Collection entries

§ §

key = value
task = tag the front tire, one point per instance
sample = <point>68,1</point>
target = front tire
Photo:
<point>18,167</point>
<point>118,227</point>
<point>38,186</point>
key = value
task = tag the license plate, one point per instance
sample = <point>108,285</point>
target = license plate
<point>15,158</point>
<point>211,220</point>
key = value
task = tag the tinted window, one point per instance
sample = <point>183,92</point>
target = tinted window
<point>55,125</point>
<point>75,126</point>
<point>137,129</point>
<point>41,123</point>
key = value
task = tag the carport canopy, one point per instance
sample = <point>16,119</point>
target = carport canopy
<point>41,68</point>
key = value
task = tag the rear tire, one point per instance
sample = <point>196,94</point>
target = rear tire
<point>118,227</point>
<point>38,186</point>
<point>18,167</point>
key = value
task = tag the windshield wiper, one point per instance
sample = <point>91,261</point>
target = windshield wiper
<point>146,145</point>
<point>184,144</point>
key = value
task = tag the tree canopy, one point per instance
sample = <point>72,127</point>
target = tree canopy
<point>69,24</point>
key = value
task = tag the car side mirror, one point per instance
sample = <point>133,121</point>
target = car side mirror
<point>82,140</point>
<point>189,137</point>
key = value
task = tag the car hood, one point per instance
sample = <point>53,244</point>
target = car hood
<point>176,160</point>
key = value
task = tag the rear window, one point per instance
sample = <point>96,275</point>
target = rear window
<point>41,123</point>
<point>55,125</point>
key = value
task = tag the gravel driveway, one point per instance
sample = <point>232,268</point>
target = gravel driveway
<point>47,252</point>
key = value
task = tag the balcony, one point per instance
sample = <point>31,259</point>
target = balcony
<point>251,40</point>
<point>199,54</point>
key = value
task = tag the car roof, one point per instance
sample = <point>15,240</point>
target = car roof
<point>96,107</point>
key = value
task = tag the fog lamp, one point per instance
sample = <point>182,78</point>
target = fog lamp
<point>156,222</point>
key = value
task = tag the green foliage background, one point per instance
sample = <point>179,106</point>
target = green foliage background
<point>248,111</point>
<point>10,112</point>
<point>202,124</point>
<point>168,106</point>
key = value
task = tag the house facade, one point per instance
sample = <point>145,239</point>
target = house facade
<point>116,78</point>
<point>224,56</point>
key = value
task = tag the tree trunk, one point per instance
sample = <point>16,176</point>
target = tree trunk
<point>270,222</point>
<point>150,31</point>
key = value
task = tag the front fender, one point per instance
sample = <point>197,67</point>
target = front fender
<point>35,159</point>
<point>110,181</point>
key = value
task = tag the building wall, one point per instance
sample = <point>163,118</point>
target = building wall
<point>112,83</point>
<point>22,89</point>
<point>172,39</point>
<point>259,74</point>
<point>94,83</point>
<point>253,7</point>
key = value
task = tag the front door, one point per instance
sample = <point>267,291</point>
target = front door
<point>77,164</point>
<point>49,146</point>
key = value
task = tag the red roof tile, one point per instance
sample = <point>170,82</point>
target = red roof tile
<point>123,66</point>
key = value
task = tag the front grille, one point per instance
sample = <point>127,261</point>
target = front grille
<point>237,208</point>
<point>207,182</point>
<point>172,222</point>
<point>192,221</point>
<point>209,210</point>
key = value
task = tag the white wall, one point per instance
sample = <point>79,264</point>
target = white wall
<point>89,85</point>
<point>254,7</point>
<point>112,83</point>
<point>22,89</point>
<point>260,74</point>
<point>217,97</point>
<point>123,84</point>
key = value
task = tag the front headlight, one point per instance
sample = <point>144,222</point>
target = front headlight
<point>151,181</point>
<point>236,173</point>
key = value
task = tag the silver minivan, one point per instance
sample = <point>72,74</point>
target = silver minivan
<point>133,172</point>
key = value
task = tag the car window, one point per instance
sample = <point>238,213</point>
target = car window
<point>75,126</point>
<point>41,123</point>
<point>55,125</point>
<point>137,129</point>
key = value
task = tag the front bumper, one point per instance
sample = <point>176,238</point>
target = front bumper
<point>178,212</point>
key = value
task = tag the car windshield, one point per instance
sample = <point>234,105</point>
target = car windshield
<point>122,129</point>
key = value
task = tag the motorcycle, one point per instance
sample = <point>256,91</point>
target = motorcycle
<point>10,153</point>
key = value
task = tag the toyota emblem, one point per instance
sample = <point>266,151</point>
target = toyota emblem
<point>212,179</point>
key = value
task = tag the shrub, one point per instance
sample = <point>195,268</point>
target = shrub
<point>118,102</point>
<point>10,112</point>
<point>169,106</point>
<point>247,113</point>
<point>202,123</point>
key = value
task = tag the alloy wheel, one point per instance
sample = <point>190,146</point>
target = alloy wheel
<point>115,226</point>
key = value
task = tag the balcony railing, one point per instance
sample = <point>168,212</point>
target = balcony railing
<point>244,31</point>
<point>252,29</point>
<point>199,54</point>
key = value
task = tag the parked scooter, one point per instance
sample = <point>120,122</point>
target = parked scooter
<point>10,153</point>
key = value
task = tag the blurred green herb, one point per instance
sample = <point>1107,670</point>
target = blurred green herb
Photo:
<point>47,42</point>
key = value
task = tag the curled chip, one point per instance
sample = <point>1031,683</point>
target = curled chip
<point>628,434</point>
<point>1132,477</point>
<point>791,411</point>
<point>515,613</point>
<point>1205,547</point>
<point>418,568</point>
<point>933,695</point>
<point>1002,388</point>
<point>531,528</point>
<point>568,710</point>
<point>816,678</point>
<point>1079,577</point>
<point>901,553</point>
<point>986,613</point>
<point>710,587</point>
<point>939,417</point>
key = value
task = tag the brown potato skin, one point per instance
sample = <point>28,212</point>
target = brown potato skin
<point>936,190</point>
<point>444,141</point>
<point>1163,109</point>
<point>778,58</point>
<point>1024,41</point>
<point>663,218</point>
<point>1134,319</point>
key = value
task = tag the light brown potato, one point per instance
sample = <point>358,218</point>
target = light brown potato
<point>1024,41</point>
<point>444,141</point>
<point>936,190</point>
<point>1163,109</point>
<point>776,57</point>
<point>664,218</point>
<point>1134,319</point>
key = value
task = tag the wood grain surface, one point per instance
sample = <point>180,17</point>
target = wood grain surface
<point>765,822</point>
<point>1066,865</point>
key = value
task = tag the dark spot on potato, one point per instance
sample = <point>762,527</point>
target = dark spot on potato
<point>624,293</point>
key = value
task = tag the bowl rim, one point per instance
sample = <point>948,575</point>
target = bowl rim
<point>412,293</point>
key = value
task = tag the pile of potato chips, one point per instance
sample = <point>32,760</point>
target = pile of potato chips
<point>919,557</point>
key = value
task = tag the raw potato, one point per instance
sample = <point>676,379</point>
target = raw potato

§ §

**WHAT THE TASK REQUIRES**:
Output every entry shown above, exactly.

**WRITTEN RESPONSE**:
key = value
task = tag the front tire, one point per instance
sample = <point>68,1</point>
target = front tire
Photo:
<point>18,167</point>
<point>118,227</point>
<point>38,186</point>
key = value
task = tag the license plate, one point per instance
sample = <point>108,285</point>
target = license plate
<point>15,158</point>
<point>211,220</point>
key = value
task = tag the tinted window, one point per instance
sample = <point>183,92</point>
target = tinted window
<point>55,125</point>
<point>75,126</point>
<point>137,129</point>
<point>41,123</point>
key = value
task = tag the carport canopy, one point per instance
sample = <point>16,119</point>
target = carport canopy
<point>41,68</point>
key = value
task = tag the rear tire, one point per instance
sample = <point>196,94</point>
target = rear tire
<point>118,227</point>
<point>38,186</point>
<point>18,167</point>
key = value
task = tag the windshield wiper, one point per instance
sample = <point>91,261</point>
target = windshield wiper
<point>146,145</point>
<point>184,144</point>
key = value
task = tag the tree canopy, one point per instance
sample = <point>72,127</point>
target = tree canopy
<point>69,24</point>
key = value
task = tag the car side mirror, one point per instance
sample = <point>133,121</point>
target = car side mirror
<point>82,140</point>
<point>189,137</point>
key = value
task = tag the car hood, one point per instance
sample = <point>53,244</point>
target = car hood
<point>176,160</point>
key = value
task = tag the rear window, one point per instance
sample = <point>96,275</point>
target = rear window
<point>41,123</point>
<point>55,125</point>
key = value
task = tag the gravel driveway, one point per instance
sample = <point>232,268</point>
target = gravel driveway
<point>47,252</point>
key = value
task = tag the balcony, one point per instance
sample = <point>31,259</point>
target = balcony
<point>251,40</point>
<point>199,54</point>
key = value
task = tag the car roof, one point per instance
sample = <point>15,240</point>
target = car roof
<point>96,107</point>
key = value
task = tag the fog lamp, one point per instance
sample = <point>182,78</point>
target = fog lamp
<point>156,222</point>
key = value
task = tag the green foliage background, one point per instance
sample = <point>179,106</point>
target = green foliage background
<point>248,111</point>
<point>10,112</point>
<point>202,124</point>
<point>168,106</point>
key = value
task = tag the house facade, one point per instance
sample = <point>145,239</point>
target = house facade
<point>116,78</point>
<point>224,56</point>
key = value
task = tag the tree trunk, one point per instance
sample = <point>16,176</point>
target = tree trunk
<point>270,222</point>
<point>150,31</point>
key = value
task = tag the front fender, one point per instance
sample = <point>197,67</point>
target = front fender
<point>35,159</point>
<point>110,181</point>
key = value
task = tag the building wall, one point per instance
sample = <point>163,118</point>
target = building wall
<point>112,83</point>
<point>22,89</point>
<point>172,39</point>
<point>259,74</point>
<point>94,83</point>
<point>253,7</point>
key = value
task = tag the front door, one point per instance
sample = <point>267,291</point>
target = front door
<point>77,164</point>
<point>49,146</point>
key = value
task = tag the red roof tile, one point per instance
sample = <point>170,82</point>
target = red roof tile
<point>123,66</point>
key = value
task = tag the front grille, one point per instance
sample = <point>127,261</point>
target = front grille
<point>237,208</point>
<point>207,182</point>
<point>172,222</point>
<point>192,221</point>
<point>209,210</point>
key = value
task = tag the white wall, one point per instance
sample = <point>79,264</point>
target = white wall
<point>89,85</point>
<point>254,7</point>
<point>112,83</point>
<point>22,89</point>
<point>260,74</point>
<point>217,97</point>
<point>123,84</point>
key = value
task = tag the front headlight, one point per instance
sample = <point>144,222</point>
target = front headlight
<point>151,181</point>
<point>236,173</point>
key = value
task = tag the silver minivan, one point per instance
sample = <point>72,74</point>
target = silver minivan
<point>133,172</point>
key = value
task = tag the car window, one point per instance
sample = <point>238,213</point>
target = car window
<point>75,126</point>
<point>41,123</point>
<point>55,125</point>
<point>137,129</point>
key = value
task = tag the front bumper, one point per instance
sample = <point>176,238</point>
target = front bumper
<point>178,212</point>
key = value
task = tag the car windshield, one point per instance
sample = <point>234,105</point>
target = car windshield
<point>122,129</point>
key = value
task = tag the motorcycle, one point per instance
sample = <point>256,91</point>
target = motorcycle
<point>10,153</point>
key = value
task = tag the toyota emblem, one point per instance
sample = <point>266,151</point>
target = toyota emblem
<point>212,179</point>
key = value
task = tag the shrub, one point per instance
sample = <point>195,268</point>
target = shrub
<point>118,102</point>
<point>10,112</point>
<point>169,106</point>
<point>247,113</point>
<point>202,123</point>
key = value
task = tag the alloy wheel, one point per instance
sample = <point>190,146</point>
target = alloy wheel
<point>115,226</point>
key = value
task = tag the balcony railing, one point per instance
sample = <point>168,212</point>
target = balcony railing
<point>244,31</point>
<point>252,29</point>
<point>199,54</point>
key = value
task = tag the parked scooter, one point per instance
sample = <point>120,122</point>
target = parked scooter
<point>10,153</point>
key = value
task = tag the blurred green herb, one point per instance
sample = <point>1107,670</point>
target = blurred green herb
Photo:
<point>47,42</point>
key = value
task = tag the curled chip, one point per instance
sample = <point>1031,683</point>
target = curled chip
<point>628,434</point>
<point>1132,477</point>
<point>791,411</point>
<point>515,613</point>
<point>1205,547</point>
<point>418,568</point>
<point>933,695</point>
<point>1002,388</point>
<point>531,528</point>
<point>568,710</point>
<point>816,678</point>
<point>1079,577</point>
<point>901,553</point>
<point>986,613</point>
<point>710,587</point>
<point>939,417</point>
key = value
task = tag the brown potato skin, one point per instance
sample = <point>28,212</point>
target = brown potato skin
<point>936,190</point>
<point>444,141</point>
<point>1163,109</point>
<point>778,58</point>
<point>1024,41</point>
<point>663,218</point>
<point>1134,319</point>
key = value
task = tag the light brown potato, one point per instance
sample = <point>358,218</point>
target = light brown potato
<point>1024,41</point>
<point>444,141</point>
<point>936,190</point>
<point>1163,109</point>
<point>776,57</point>
<point>664,218</point>
<point>1134,319</point>
key = value
task = tag the wood grain surface, one point per instance
sample = <point>180,17</point>
target = wood grain surface
<point>765,822</point>
<point>1066,865</point>
key = value
task = tag the dark spot on potato, one point per instance
sample = <point>762,527</point>
target = dark spot on potato
<point>624,293</point>
key = value
task = tag the bowl rim, one point per instance
sample = <point>948,575</point>
target = bowl rim
<point>412,293</point>
key = value
task = tag the pile of potato chips, one point per instance
sample = <point>32,760</point>
target = pile of potato chips
<point>919,557</point>
key = value
task = tag the raw potato, one point per instance
sample = <point>676,379</point>
target = raw potato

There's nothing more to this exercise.